▸ **Instructions for the task**: Retyping each entry exactly is the whole task.

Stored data
####

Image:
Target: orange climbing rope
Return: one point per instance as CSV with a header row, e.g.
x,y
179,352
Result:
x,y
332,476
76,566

####

▸ **Task answer**:
Image:
Target: orange climbing rope
Return: one point per instance as CSV with a header row, e.g.
x,y
179,352
Result:
x,y
332,476
76,566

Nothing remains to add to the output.